Problem to work on: Write the next part of the blog post on notable ICLR 2022 papers, starting right after its final sentence.

Source document:
= Beginning of Section =

ICRL2022 — Interesting Papers

Ahmed Sabir
8 min readMay 1, 2022


In this short blog post, I will highlight a couple of interesting ideas presented in ICLR 2022 in both 🖼️ Computer Vision and 📖 Natural Language Processing.

Table of Contents 📖 Finetuned Language Models are Zero-Shot Learners 🧩
🖼️ BEiT: BERT Pre-Training of Image Transformers 🧩
🖼️ SimVLM: Simple Visual Language Model Pretraining
🖼️ How Much Can CLIP Benefit Vision-and-Language Tasks? 🧩
🖼️ Pix2seq: A Language Modeling Framework for Object Detection 🧩
📖 LoRA: Low-Rank Adaptation of Large Language Models 🧩
🖼️ Attention-based Interpretability Concept Transformers 🧩
📖 Charformer: Fast Character Transformers 🧩
📖 Trans-Encoder: Unsupervised sentence-pair modelling 🧩
Please click on the 🖼️📖 to jump to the paper and 🧩 for Github.

= End of Section =

Dataset entries:
= Beginning of Section =

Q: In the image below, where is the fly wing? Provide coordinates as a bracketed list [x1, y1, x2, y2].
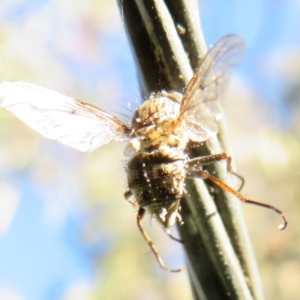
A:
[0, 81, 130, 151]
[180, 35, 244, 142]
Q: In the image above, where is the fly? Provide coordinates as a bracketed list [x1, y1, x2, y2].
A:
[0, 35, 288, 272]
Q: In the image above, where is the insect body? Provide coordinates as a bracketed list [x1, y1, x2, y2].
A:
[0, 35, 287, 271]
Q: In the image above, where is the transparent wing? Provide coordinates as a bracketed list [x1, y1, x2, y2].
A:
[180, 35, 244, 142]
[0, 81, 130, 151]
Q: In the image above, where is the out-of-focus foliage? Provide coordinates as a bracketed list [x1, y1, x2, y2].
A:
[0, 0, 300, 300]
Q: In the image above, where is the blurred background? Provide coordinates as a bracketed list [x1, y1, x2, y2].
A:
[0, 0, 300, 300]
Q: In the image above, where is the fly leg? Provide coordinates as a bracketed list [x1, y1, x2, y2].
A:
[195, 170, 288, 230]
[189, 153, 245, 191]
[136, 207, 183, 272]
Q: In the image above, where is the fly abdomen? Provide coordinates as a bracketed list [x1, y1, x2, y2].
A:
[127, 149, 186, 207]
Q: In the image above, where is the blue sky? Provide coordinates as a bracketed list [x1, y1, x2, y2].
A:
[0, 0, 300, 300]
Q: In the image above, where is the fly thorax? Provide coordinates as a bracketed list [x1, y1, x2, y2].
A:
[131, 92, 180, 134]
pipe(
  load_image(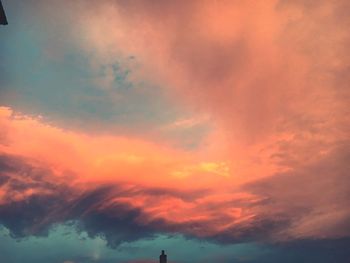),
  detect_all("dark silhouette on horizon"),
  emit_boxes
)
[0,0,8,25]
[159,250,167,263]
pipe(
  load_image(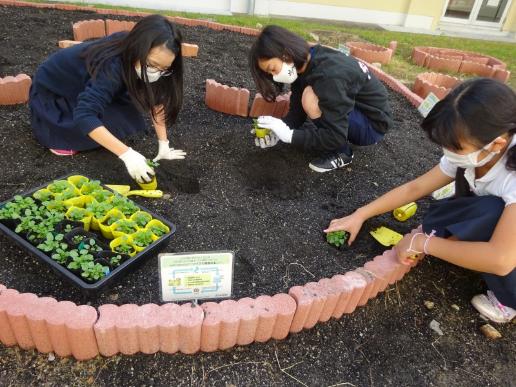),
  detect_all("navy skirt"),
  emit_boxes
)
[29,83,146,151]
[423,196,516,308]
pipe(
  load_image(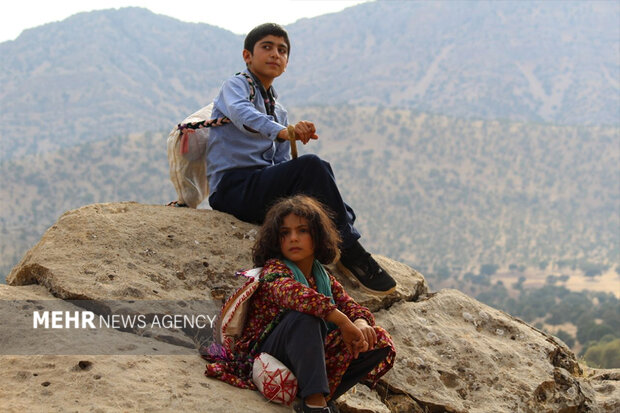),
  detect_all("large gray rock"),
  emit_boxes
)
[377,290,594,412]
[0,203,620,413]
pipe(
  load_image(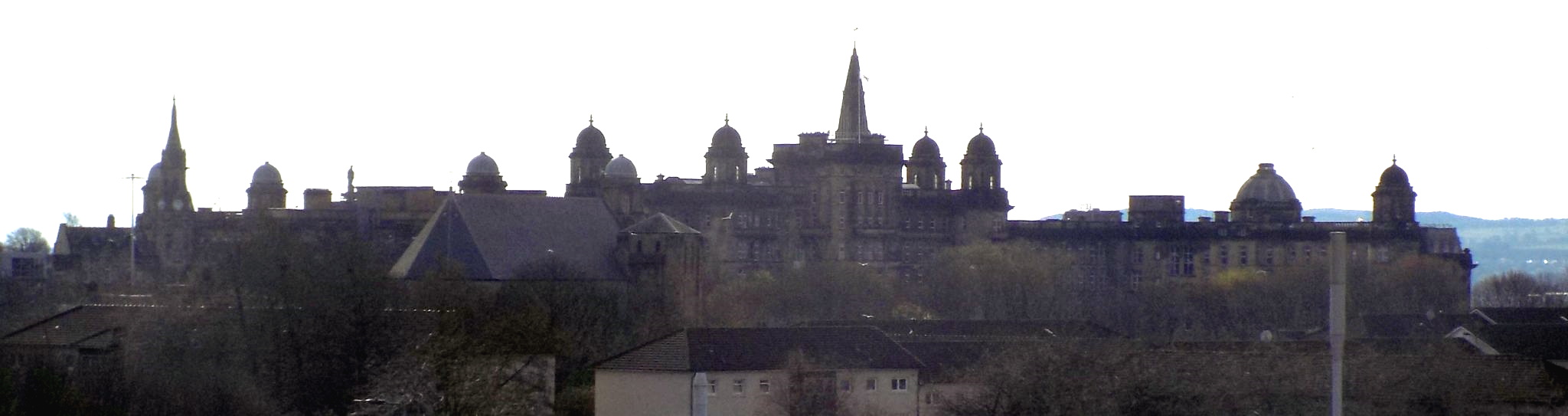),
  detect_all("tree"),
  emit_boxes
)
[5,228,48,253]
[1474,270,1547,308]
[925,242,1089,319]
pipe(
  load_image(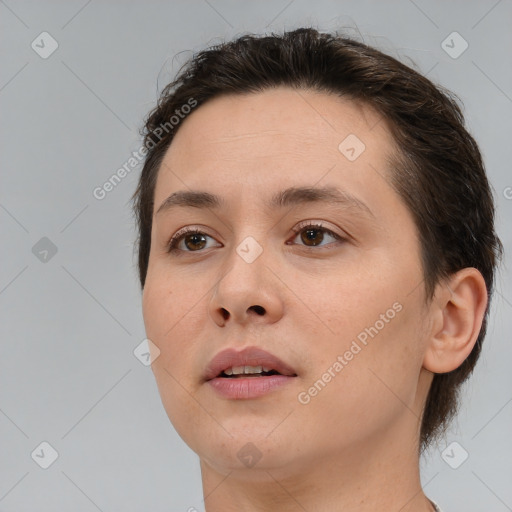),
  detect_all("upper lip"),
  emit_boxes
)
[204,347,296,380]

= End of Section =
= Beginning of Section =

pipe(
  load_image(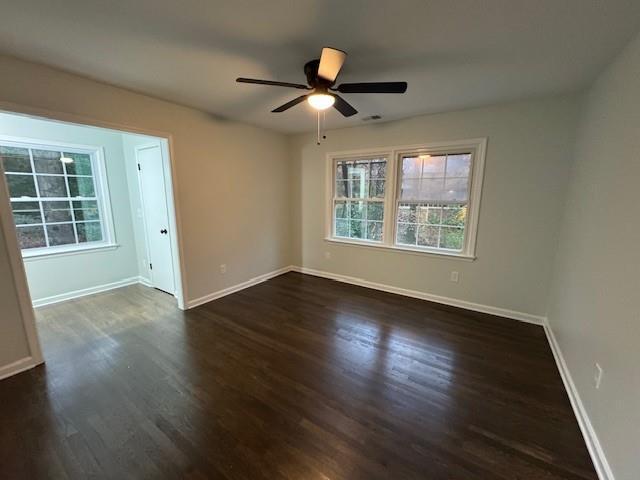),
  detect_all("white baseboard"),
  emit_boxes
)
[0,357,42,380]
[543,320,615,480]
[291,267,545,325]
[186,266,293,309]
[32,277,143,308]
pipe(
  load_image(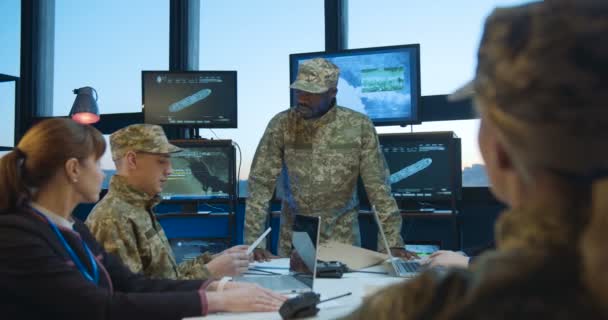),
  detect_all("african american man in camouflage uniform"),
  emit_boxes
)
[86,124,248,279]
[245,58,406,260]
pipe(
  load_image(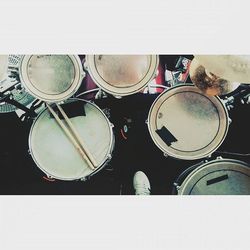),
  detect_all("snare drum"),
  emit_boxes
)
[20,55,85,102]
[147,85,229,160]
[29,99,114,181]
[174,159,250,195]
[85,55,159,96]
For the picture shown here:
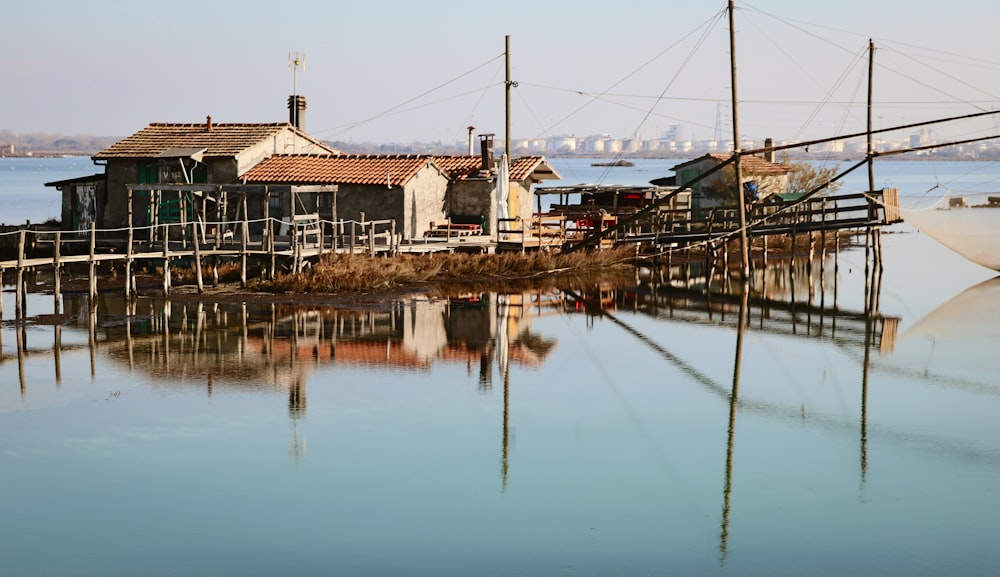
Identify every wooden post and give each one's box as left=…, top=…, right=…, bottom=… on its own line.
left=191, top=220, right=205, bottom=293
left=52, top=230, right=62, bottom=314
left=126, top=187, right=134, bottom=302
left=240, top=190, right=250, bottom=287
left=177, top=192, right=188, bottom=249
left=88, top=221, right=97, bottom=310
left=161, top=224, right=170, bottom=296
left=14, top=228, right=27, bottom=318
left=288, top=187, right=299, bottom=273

= End of Section =

Response for this exercise:
  1. 📖 Paper: Finetuned Language Models are Zero-Shot Learners 🧩
Figure. High-level comparison of different fine-tune strategies in pre-trained language models. Figure reproduced from the author ICLR slide.

Large Language models such as GPT-3, have been shown to perform remarkably in few-shot learning. However, they are less successful at zero-shot learning. This paper introduces a trick to improve the zero-shot performance of large language models with Fine-tuned LAnguage Net (FLAN). The concept of FLAN is to use an input template as an instruction to the model (see Figure) via fine-tuning for different unseen tasks. Here are some examples of the used template given to the model.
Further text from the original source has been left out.